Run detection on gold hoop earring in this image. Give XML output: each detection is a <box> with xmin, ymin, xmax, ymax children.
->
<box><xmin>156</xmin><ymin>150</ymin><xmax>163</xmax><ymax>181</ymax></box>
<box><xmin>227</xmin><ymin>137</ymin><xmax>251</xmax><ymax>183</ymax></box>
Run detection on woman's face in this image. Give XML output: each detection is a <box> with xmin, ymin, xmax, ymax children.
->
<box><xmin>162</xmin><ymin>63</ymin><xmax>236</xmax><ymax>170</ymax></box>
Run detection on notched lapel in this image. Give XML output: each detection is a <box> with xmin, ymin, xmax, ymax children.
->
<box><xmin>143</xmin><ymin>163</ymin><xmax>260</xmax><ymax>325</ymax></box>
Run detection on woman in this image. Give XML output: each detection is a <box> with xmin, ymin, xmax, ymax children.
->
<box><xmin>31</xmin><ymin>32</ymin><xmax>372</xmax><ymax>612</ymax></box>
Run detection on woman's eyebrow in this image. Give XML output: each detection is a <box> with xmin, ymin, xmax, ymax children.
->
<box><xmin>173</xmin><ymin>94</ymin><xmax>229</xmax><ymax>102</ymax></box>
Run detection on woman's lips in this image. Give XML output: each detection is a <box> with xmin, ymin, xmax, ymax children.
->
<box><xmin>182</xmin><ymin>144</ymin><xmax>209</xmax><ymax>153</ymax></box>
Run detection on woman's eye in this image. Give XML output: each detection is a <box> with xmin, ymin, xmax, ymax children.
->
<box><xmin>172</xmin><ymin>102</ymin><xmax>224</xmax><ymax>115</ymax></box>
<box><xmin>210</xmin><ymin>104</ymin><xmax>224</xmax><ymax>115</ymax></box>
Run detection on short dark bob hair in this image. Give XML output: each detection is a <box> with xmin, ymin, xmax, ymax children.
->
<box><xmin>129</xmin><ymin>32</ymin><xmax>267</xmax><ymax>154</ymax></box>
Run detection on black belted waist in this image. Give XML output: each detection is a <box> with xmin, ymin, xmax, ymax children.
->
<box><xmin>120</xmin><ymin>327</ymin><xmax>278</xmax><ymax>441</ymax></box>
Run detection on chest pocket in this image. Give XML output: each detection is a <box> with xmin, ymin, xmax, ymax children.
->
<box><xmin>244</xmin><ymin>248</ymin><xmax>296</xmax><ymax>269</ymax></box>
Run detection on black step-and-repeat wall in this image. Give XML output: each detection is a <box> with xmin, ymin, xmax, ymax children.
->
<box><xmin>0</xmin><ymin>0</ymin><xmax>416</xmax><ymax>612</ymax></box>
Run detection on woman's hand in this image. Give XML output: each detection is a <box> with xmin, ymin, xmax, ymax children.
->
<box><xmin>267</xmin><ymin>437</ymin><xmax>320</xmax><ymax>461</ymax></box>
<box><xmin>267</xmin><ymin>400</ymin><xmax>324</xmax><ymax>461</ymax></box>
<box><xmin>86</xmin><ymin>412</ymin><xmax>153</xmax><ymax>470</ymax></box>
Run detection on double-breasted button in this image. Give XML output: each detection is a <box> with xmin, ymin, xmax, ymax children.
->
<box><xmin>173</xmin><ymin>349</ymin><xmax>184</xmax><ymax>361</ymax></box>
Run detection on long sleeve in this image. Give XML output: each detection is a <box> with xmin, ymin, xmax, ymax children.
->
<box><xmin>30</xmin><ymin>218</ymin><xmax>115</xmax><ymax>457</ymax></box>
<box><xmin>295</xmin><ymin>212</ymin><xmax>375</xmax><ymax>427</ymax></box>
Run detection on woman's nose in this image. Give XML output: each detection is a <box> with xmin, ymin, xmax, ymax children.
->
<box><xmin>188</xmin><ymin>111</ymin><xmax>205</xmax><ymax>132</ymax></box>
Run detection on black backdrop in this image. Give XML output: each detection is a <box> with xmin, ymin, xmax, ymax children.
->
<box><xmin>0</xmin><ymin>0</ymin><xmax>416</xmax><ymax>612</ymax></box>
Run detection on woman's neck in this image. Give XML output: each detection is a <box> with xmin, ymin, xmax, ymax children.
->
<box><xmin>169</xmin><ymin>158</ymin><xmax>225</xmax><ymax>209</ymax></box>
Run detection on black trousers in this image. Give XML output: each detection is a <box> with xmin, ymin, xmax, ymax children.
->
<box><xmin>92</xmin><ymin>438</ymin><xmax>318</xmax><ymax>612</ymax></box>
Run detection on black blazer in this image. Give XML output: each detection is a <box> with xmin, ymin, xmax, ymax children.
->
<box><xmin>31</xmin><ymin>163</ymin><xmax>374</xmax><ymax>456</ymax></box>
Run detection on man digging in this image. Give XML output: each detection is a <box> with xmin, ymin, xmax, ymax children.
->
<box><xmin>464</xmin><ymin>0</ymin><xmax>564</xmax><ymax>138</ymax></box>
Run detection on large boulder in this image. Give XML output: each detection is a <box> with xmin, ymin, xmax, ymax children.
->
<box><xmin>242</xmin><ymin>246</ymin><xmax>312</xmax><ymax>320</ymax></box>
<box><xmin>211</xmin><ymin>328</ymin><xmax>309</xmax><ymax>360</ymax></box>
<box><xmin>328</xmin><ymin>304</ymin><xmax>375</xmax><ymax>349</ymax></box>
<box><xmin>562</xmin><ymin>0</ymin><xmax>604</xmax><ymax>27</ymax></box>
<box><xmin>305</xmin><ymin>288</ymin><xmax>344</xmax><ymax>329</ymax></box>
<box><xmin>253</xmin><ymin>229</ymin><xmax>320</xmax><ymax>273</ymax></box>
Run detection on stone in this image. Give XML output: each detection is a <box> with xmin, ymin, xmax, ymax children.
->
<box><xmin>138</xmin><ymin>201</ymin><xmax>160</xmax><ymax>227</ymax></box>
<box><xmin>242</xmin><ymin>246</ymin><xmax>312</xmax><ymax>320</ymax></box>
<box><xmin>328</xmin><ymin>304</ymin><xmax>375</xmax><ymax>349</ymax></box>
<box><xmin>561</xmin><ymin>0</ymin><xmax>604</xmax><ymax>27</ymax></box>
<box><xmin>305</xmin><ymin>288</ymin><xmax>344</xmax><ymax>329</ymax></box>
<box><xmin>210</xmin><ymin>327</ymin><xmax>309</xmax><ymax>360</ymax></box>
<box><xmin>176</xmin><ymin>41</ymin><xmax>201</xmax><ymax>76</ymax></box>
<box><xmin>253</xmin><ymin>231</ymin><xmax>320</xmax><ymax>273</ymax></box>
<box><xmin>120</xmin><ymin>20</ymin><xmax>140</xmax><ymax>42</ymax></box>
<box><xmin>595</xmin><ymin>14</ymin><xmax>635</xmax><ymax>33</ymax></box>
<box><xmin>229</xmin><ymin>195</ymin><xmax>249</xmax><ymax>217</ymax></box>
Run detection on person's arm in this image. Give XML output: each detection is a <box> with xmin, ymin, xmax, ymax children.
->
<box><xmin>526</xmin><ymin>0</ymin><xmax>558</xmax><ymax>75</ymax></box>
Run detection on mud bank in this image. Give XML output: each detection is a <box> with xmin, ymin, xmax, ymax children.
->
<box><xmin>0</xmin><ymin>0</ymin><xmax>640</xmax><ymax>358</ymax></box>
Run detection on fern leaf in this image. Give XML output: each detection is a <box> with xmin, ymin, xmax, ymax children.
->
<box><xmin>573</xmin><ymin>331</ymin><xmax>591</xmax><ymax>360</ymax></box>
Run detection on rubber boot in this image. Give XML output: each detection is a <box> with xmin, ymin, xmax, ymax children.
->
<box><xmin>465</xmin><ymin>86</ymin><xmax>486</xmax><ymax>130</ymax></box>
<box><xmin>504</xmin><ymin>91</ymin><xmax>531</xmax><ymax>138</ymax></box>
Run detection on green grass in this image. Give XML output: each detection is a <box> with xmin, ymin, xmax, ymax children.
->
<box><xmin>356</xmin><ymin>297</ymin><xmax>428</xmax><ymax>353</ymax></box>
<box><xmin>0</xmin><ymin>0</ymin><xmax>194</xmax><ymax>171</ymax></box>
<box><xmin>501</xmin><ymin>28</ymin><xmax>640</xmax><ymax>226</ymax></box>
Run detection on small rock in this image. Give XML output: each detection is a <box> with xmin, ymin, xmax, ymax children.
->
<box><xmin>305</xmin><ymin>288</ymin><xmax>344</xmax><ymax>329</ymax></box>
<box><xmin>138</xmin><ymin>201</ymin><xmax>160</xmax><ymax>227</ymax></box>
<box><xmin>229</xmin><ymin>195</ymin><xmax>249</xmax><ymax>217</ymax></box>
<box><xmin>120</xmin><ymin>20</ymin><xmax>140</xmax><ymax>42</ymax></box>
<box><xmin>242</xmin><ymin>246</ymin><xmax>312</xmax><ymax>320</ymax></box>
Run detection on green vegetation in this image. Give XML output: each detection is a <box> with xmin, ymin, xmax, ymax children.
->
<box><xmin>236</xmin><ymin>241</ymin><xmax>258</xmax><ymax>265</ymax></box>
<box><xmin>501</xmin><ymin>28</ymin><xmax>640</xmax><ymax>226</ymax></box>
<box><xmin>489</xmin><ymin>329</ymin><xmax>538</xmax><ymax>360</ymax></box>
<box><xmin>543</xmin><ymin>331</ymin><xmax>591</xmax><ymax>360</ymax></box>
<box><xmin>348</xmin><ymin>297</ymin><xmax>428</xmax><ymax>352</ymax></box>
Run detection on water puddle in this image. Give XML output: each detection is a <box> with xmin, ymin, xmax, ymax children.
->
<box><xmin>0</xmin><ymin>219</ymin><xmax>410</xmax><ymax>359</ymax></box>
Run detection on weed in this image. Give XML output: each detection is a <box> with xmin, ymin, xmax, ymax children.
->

▶ [GIVEN REQUEST]
Return every line of the records above that contains the word "green", keeping each line unchanged.

▶ [FULL RESPONSE]
Run detection on green grass in this image. Give XML output: each detection is a <box> with xmin, ymin, xmax, ymax children.
Run detection on green vegetation in this image. Give XML output: each detection is a <box> with xmin, ymin, xmax, ymax children.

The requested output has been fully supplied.